▶ [PROBLEM TO WORK ON] Give back the forum thread below on betting against AI agents, word for word and in full.

▶ [SUPPLIED PASSAGE]
Why I'm Betting Against AI Agents in 2025 (Despite Building Them)

☆ Yσɠƚԋσʂ ☆@lemmy.ml · 3 days ago

Why I'm Betting Against AI Agents in 2025 (Despite Building Them)

queermunist she/her@lemmy.ml · 2 days ago

But doesn’t the LLM sometimes churn out tedious garbage that you have to fix, thus not actually saving time?

☆ Yσɠƚԋσʂ ☆@lemmy.ml · 2 days ago

That’s where the rate of success becomes important. LLMs mostly produce decent code when applied to common cases like the examples I gave above. My experience is that vast majority of the time it’s as good as what you’d write, occasionally needing minor tweaks. However, there’s nothing forcing you to use the code they produce either. If the LLM stumbles, you can always fall back to writing the code by hand which leaves you no worse off than you would’ve been otherwise. It’s all about learning how the tool works and when to use it.

queermunist she/her@lemmy.ml · 2 days ago

You have to check it every single time, though, erasing any time savings. You’re saving effort, maybe, but not time.

☆ Yσɠƚԋσʂ ☆@lemmy.ml · 2 days ago

You’re absolutely saving time, checking that the code works is far less time consuming than writing it. Especially for stuff like UIs or service endpoints. I literally work with this stuff on daily basis, and I would never go back. There’s also another aspect to it which is that I personally find it makes my workflow more enjoyable. It lets me focus on things I actually want to work on, while automating a lot of boilerplate that I had to write by hand previously. Even if it wasn’t saving me much time, there’s a quality of life improvement here.

▶ [PROVIDED DATA]
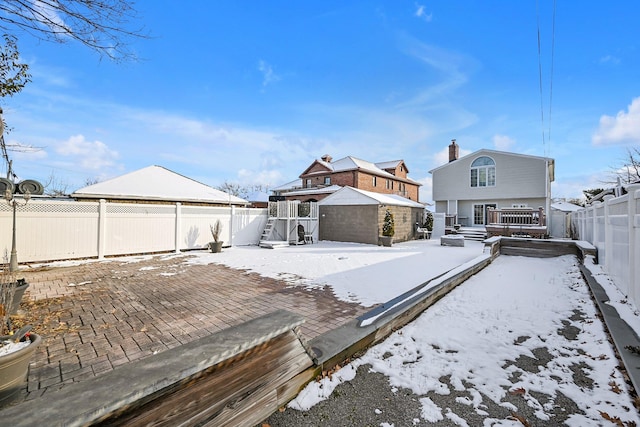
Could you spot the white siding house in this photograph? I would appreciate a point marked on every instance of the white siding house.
(468, 186)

▶ [EXERCISE RESPONSE]
Why I'm Betting Against AI Agents in 2025 (Despite Building Them)

☆ Yσɠƚԋσʂ ☆@lemmy.ml · 3 days ago

Why I'm Betting Against AI Agents in 2025 (Despite Building Them)

queermunist she/her@lemmy.ml · 2 days ago

But doesn’t the LLM sometimes churn out tedious garbage that you have to fix, thus not actually saving time?

☆ Yσɠƚԋσʂ ☆@lemmy.ml · 2 days ago

That’s where the rate of success becomes important. LLMs mostly produce decent code when applied to common cases like the examples I gave above. My experience is that vast majority of the time it’s as good as what you’d write, occasionally needing minor tweaks. However, there’s nothing forcing you to use the code they produce either. If the LLM stumbles, you can always fall back to writing the code by hand which leaves you no worse off than you would’ve been otherwise. It’s all about learning how the tool works and when to use it.

queermunist she/her@lemmy.ml · 2 days ago

You have to check it every single time, though, erasing any time savings. You’re saving effort, maybe, but not time.

☆ Yσɠƚԋσʂ ☆@lemmy.ml · 2 days ago

You’re absolutely saving time, checking that the code works is far less time consuming than writing it. Especially for stuff like UIs or service endpoints. I literally work with this stuff on daily basis, and I would never go back. There’s also another aspect to it which is that I personally find it makes my workflow more enjoyable. It lets me focus on things I actually want to work on, while automating a lot of boilerplate that I had to write by hand previously. Even if it wasn’t saving me much time, there’s a quality of life improvement here.